-- Consignes --
#1 Dans le fil de discussion sur les performances des Mac, combien de temps dure le démarrage du powermac 1GHz de decoris ?
#2 Recopiez mot pour mot le fil de discussion sur les performances des Mac, depuis « voila, c'est qd » jusqu'à « envie d'essayer x-bench... » inclus.
#3 Prolongez le fil de discussion sur les performances des Mac, à la suite de sa dernière phrase.

-- Document source --
* * *

Merciiiiiiiii , je le veux l'ibook !!!!


----------



## eTeks (23 Novembre 2003)

Merci pour vos remerciements  
	

	
	
		
		

		
		
	


	



Ca m'a quand même pris quelques heures à faire...


----------



## Sir (23 Novembre 2003)

Merci a toi surtout !


----------



## decoris (23 Novembre 2003)

je complète avec mon powermac 1GHz : 

 temps de recherches dans le dossier /Système (1,07 Go) : 
recherche de "framework" : 6 s (trouvé 215 fois aussi)  (gain incroyable ici!)

- temps de boot (ouverture de session automatique) : 47 secondes

temps de copie de fichiers d'un endroit du HD à l'autre : 
fichier de 48,9 Mo : 3,1 s 
fichier de 1,02 Go (image du disque Windows 2000 de VirtualPC) : 48 s 

lancement d'itunes : 5s puis 3s
lancement de mail : 2,5s puis 2s
lancement de syst pref : 2s

encodage iTunes AAC 160 depuis un CD moyenne 12,2

voila, c'est qd même sensiblement mieux que l'imac j'ai l'impression, alors que je n'ai que 256Mo de ram (mais 1Mo de cache N3). j'ai pas envie d'essayer x-bench...


----------



## Sir (23 Novembre 2003)

D'autres test ??
Sir


----------



## cham (24 Novembre 2003)

decoris a dit:
			
		

> merci pour tous ces tests!!!!
> 
> ça confirme ce que je pensais : l'ibook est tout à fait correct, et n'est pas si si loin d'un imac.

* * *

-- Extraits de données --
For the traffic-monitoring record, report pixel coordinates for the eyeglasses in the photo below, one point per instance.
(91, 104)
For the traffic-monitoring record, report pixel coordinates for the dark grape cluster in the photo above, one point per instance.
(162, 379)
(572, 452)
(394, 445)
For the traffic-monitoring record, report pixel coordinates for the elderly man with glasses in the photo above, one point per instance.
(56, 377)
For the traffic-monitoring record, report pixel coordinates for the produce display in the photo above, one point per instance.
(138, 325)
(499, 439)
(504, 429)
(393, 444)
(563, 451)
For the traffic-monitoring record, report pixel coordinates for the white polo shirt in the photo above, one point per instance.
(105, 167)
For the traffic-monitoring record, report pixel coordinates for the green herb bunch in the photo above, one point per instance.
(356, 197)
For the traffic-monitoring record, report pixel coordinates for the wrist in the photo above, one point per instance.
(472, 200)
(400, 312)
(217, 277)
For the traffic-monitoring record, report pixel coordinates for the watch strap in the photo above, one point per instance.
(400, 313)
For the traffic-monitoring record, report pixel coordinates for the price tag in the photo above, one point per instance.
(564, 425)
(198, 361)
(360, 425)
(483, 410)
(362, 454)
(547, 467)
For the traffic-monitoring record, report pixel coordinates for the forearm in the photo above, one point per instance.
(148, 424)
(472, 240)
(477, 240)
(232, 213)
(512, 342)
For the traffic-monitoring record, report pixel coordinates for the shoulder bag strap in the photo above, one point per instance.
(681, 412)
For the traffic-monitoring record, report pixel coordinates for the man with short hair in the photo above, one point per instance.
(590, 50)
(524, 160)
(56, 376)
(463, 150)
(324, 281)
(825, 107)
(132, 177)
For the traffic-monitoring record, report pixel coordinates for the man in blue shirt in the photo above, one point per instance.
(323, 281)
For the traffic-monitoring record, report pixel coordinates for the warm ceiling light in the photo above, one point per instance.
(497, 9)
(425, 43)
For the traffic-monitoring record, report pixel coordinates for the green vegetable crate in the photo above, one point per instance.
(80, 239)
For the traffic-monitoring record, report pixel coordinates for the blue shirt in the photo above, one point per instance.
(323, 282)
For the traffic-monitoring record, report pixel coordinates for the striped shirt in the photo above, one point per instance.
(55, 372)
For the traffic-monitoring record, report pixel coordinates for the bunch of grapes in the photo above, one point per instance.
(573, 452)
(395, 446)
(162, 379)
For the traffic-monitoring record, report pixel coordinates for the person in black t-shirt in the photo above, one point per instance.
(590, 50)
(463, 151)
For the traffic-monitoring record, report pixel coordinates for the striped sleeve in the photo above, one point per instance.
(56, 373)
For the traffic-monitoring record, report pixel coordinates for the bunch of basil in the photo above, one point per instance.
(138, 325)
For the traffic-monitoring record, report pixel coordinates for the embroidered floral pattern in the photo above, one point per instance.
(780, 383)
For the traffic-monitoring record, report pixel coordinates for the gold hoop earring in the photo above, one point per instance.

* * *

-- Réponses par consigne --
#1 47 secondes.

#2
voila, c'est qd même sensiblement mieux que l'imac j'ai l'impression, alors que je n'ai que 256Mo de ram (mais 1Mo de cache N3). j'ai pas envie d'essayer x-bench...

#3
> 
> par contre l'encodage (AAC 160 dans mon cas) en itunes m'étonne un peu : mon powermac mono 1GHz arrive à une moyenne comprise entre 13 et 15 (il démarre lentement, puis se stabilise vers 15), ce qui est qd même le double de l'ibook et notablement mieux que l'imac, alors que je n'ai que 256Mo de ram...



Alors là tu commence à m'énerver M. ex-decus ! 
	

	
	
		
		

		
		
	


	







 Pcq tes vitesses d'encodage doubles des miennes, on en a déjà parlé il y a qq mois. 

Déjà que mon Combo dépasse pas le 8x en gravure, en encodage AAC dans iTunes, je dépasse pas les 4x. Est-ce mon proc tourne à 400 MHz ??? 
	

	
	
		
		

		
		
	


	







Ca m'éneeeeeerve !!! Je sens que pour vraiment pas grand chose, je pourrait encoder bcp plus vite.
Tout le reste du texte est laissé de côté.